The first documented climbs of Organ Mountain peaks were in the early 1890s, but most were done in the mid-1950s by climbers stationed at nearby Fort Bliss Army Base and NMSU faculty. The most prominent of these was R.L Ingraham, whose Guide to Climbing in the Organ Mountains remains a definitive reference.

The Bureau of Land Management maintains hiking trails accessed from four sites in the Organ Mountains:
- Aguirre Springs Campground and Baylor Canyon Road offer access to trails in The Needles from the east and west sides, respectively, and offer access to a trail that leads over Baylor Pass. Trails include the 4.5 mile Pine Tree Trail loop, where visitors can hike from 5,600 feet up to 6,880 feet. This trail covers a wide ecological range, from lower-elevation mountain mahogany scrub to ponderosa pine woodland on its upper parts.

--- PROBLEM TO SOLVE ---
Proceed with the passage on climbing and hiking in the Organ Mountains, starting after its last sentence. The rows come from a different source than the text.

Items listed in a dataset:
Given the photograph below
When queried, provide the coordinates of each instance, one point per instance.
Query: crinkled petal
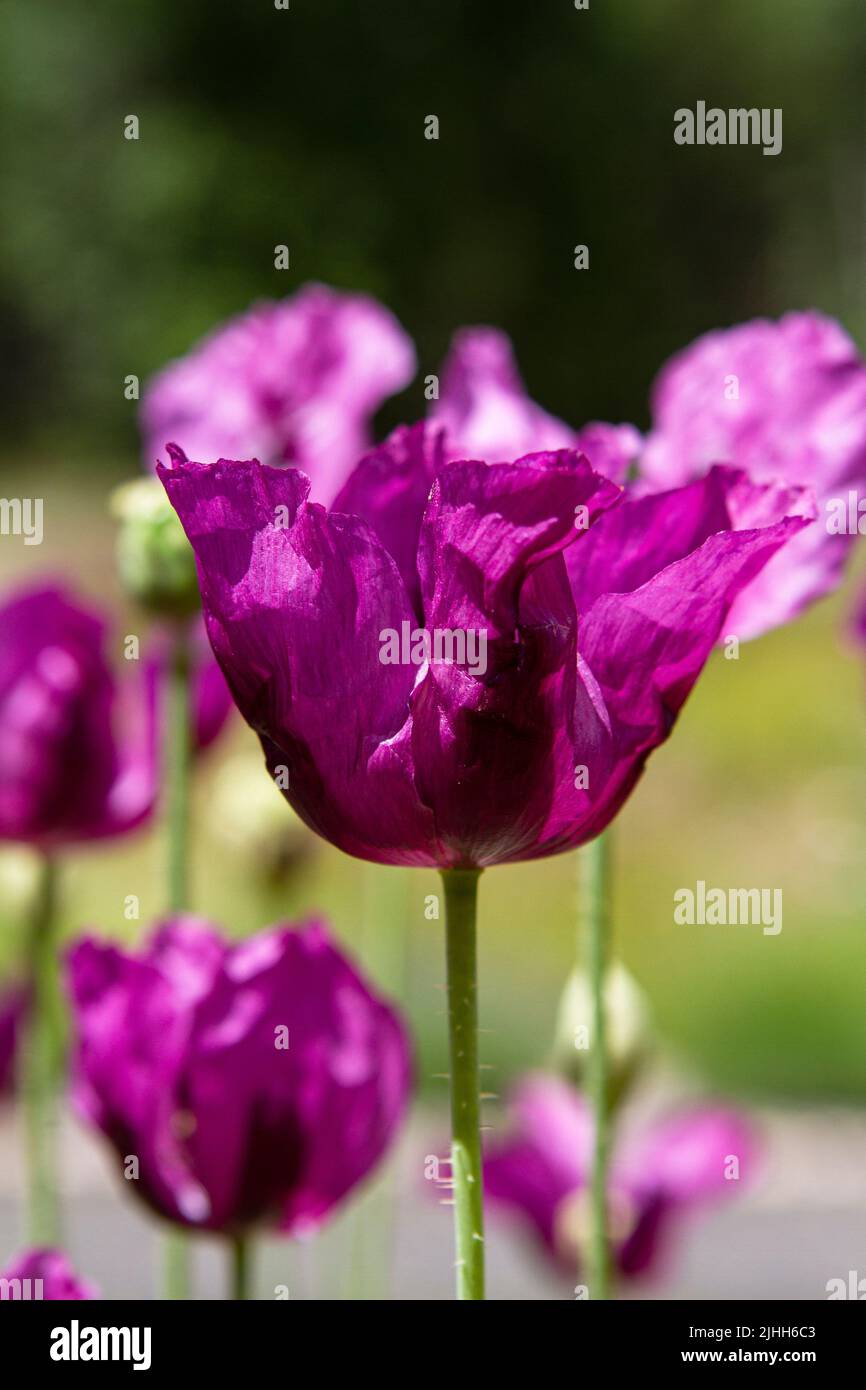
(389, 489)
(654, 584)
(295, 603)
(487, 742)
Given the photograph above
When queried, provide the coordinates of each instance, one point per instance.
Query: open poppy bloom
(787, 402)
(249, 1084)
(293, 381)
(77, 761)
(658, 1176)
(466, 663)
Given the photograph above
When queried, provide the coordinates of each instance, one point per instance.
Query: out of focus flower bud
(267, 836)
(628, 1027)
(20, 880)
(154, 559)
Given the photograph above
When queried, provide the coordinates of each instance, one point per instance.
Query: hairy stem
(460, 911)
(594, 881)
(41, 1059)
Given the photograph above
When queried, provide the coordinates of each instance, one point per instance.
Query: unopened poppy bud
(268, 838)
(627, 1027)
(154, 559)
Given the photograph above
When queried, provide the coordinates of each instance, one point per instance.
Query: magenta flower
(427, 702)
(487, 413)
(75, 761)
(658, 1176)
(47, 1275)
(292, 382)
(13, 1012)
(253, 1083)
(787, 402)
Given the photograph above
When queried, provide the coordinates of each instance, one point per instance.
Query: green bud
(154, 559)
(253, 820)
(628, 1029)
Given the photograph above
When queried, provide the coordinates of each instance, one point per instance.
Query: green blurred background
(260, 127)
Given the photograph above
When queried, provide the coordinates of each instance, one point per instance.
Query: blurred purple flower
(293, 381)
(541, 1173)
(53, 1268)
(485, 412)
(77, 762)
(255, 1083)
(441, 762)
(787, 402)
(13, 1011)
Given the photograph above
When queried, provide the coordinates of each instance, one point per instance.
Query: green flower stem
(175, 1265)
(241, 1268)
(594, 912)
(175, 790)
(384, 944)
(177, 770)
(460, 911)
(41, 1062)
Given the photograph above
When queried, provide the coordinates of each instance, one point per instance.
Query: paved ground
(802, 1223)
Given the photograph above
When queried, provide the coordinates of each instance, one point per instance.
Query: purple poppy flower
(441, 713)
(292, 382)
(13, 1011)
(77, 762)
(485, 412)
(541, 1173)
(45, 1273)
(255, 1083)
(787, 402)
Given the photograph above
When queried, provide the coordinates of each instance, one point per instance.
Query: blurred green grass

--- RESPONSE TO THE TASK ---
- Dripping Springs Natural Area on the west side of the central rhyolitic portion of the Organ Mountains has a set of interconnected low-elevation trails around La Cueva and entering the lower parts of Fillmore and Ice Canyons.
- The Soledad Canyon Day Use Area provides a loop trail in the lower part of Bar Canyon, south of Dripping Springs on the west side of the range.

The southern limestone section is difficult to access and rarely visited. Bishop's Cap can be reached through rugged dirt roads, but has no developed trails. Rattlesnake Ridge is entirely within Fort Bliss and closed to the general public.

==National monument status==
President Obama designated the Organ Mountains–Desert Peaks a national monument by executive authority on Wednesday, May 21, 2014. White House press secretary Jay Carney stated that "By establishing the monument, the president will permanently protect more than 496,000 acres to preserve the prehistoric, historic and scientific values of the area for the benefit of all Americans."